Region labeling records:

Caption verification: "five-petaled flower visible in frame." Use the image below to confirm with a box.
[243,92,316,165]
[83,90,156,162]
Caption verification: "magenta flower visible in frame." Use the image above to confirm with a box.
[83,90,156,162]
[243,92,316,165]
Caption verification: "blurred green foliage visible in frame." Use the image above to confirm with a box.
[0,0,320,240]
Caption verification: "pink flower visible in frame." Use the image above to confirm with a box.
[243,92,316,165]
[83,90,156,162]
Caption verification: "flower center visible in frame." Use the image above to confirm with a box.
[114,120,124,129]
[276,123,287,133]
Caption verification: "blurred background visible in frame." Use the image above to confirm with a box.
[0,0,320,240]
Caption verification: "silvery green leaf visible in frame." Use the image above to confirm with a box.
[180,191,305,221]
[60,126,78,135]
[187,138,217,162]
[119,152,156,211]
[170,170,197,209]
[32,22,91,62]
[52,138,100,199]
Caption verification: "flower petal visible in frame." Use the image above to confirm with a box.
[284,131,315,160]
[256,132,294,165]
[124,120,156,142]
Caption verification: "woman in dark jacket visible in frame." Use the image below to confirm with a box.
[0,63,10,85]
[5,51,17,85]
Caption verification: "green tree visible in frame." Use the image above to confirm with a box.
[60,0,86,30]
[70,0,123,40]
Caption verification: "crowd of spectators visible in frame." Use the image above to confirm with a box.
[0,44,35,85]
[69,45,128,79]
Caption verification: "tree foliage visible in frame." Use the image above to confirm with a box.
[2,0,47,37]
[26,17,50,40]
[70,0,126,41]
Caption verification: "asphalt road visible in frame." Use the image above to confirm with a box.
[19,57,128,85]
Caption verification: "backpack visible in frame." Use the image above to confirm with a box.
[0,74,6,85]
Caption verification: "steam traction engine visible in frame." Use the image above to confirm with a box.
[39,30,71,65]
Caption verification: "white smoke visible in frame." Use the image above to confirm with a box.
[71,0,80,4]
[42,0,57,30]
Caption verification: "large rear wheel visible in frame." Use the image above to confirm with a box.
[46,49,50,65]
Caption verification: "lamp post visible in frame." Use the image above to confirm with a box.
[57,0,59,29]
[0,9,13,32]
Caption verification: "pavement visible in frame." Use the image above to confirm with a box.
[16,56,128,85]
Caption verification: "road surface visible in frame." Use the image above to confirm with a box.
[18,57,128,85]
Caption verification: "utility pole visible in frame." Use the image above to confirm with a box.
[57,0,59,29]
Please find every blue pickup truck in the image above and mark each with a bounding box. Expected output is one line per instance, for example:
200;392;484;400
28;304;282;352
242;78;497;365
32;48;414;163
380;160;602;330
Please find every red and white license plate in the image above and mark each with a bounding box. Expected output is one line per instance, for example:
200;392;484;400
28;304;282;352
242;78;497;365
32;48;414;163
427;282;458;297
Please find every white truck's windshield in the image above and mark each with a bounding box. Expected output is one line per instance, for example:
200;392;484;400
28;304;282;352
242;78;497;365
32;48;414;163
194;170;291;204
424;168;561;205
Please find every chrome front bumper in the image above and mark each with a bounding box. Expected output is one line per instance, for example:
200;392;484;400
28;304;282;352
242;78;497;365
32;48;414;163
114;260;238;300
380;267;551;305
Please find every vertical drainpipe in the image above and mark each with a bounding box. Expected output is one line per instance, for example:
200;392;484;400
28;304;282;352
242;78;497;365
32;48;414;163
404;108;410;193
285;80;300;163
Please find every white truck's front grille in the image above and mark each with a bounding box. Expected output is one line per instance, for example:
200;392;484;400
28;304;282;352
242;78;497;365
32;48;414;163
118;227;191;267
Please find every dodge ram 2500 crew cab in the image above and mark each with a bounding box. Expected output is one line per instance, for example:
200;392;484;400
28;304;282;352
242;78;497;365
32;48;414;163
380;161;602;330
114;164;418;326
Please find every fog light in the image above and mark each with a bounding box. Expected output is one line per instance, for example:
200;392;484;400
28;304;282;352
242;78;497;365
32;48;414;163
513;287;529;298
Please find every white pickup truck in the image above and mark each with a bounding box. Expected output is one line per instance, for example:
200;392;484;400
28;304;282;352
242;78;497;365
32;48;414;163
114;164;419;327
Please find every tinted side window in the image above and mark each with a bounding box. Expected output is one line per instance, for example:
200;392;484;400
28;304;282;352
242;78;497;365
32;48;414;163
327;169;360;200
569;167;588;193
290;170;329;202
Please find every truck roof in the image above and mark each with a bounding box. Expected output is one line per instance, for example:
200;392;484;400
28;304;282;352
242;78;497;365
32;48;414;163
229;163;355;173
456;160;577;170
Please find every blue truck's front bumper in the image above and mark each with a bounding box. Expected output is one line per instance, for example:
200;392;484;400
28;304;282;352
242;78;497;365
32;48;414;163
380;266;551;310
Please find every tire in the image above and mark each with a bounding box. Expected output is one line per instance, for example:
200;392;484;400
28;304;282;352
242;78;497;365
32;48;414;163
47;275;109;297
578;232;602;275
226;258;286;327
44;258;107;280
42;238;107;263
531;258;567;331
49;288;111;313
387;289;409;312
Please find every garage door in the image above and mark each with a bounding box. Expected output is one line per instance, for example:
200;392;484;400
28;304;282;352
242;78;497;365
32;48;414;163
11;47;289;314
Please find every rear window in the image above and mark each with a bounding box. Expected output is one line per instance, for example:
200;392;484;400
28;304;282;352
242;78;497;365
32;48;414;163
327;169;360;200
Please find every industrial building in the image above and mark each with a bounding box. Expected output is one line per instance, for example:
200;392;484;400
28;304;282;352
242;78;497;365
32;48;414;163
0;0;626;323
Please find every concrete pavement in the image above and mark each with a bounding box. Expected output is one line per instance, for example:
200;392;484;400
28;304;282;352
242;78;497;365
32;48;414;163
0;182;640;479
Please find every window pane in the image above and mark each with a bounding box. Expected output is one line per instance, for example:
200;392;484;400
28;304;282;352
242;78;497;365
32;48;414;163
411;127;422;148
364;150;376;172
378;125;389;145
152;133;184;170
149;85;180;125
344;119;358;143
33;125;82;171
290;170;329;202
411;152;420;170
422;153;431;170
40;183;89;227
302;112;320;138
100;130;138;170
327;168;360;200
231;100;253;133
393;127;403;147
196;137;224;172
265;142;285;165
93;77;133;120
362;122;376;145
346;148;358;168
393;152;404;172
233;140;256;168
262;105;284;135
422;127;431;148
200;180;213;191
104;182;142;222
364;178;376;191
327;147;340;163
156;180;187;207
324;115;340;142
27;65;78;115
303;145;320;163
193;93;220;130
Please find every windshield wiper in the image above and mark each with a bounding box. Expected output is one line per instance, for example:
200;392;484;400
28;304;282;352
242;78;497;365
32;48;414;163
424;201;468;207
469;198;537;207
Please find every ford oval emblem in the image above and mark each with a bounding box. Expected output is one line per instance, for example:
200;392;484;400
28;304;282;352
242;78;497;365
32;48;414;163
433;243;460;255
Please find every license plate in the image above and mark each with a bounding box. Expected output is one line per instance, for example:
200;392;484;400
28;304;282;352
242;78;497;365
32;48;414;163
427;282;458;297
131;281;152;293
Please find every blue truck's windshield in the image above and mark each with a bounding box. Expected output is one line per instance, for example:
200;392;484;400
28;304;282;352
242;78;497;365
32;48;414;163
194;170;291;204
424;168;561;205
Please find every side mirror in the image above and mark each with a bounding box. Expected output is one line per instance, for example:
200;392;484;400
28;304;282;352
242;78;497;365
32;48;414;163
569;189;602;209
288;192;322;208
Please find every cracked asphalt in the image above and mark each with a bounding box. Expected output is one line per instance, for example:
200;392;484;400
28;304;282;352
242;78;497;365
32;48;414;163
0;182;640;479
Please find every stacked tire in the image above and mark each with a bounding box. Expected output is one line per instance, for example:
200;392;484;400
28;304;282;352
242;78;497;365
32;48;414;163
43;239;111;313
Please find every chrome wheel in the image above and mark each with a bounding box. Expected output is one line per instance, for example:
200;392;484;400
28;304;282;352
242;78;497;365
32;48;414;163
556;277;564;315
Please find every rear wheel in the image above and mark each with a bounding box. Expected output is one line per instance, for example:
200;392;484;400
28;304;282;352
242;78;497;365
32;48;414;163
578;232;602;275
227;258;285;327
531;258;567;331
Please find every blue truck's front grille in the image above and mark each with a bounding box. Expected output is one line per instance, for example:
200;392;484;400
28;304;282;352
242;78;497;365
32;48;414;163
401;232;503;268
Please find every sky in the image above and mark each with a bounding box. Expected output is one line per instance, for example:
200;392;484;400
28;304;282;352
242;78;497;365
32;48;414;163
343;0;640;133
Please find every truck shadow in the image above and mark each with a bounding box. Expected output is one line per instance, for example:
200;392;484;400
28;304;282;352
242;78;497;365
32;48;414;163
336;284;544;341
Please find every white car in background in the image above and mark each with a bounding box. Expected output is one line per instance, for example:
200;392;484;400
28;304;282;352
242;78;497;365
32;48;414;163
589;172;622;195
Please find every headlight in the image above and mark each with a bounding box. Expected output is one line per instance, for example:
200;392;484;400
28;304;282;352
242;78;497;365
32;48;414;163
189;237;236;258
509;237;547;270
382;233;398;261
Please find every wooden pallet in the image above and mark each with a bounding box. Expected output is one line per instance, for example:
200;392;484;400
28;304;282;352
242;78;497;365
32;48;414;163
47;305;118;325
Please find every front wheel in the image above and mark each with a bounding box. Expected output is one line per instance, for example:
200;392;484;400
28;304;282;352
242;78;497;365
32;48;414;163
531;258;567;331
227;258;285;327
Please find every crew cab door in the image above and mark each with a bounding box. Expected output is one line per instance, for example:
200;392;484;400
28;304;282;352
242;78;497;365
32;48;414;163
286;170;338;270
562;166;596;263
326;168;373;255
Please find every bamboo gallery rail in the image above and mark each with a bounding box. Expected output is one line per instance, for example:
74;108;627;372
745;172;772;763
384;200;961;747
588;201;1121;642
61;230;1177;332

▶ [Your instructions]: Rewrite the stretch of records from the line that contains "smoke visible in" through the line that contains "118;227;191;267", both included, keeping every request and its sample lines unchanged. Multiply each bounding box coordinate in the answers by 0.4 and round it to a whole number, with halves rounded up.

▶ [Response to the task]:
Caption verification: "white smoke visible in frame." Use the image above to confirm with a box.
[28,0,32,2]
[17,0,23,12]
Caption verification: "large rear wheel visible in frame." Use the image above to confirm with a box.
[18,20,20,26]
Caption verification: "lamp post visible in frame." Use the image above to confirm with a box.
[23,0,24,12]
[0,4,5,13]
Caption verification: "pavement visible in frame." Use the image above to confirm with a box.
[6,22,51,34]
Caption verification: "road surface visible in frame." Use the image above to confirm with a box.
[7,23,51,34]
Caption verification: "utility pole visible in frame." Use the image above to confirm with a box.
[23,0,24,12]
Please find every blue pickup truck in the image above and mark each with a bounding box. Expected output is one line per instance, for example:
200;392;484;400
28;304;282;352
242;78;497;365
32;48;414;163
152;64;241;132
Please find every red and white license plate in the image above and mark each with a bounding box. Expected output is one line per instance, for example:
200;392;484;400
28;304;282;352
242;78;497;365
32;48;414;163
171;113;183;119
Please find every white truck's windshield in the image above and mark each with a bounding box. Expected output is one line per instance, for example:
200;392;484;400
28;304;282;352
242;78;497;365
32;48;414;163
78;68;116;82
170;67;224;82
Please find every chrome front bumper in the image above and mark each with a bounding box. Expected output is one line per instance, for example:
200;392;484;400
28;304;282;352
242;78;497;365
32;48;414;163
46;104;95;120
152;107;220;122
Please find every vertical drainpipe in the image above and mark each with a bounding box. Expected output is one line per instance, for example:
200;392;484;400
28;304;282;352
242;78;497;365
32;48;414;163
162;43;164;77
114;32;120;65
Please find every white truck's front grille in the image above and mark each with a bounding box. Expected output is one line per instance, for example:
200;392;484;400
28;304;282;352
242;78;497;365
32;48;414;163
47;91;76;107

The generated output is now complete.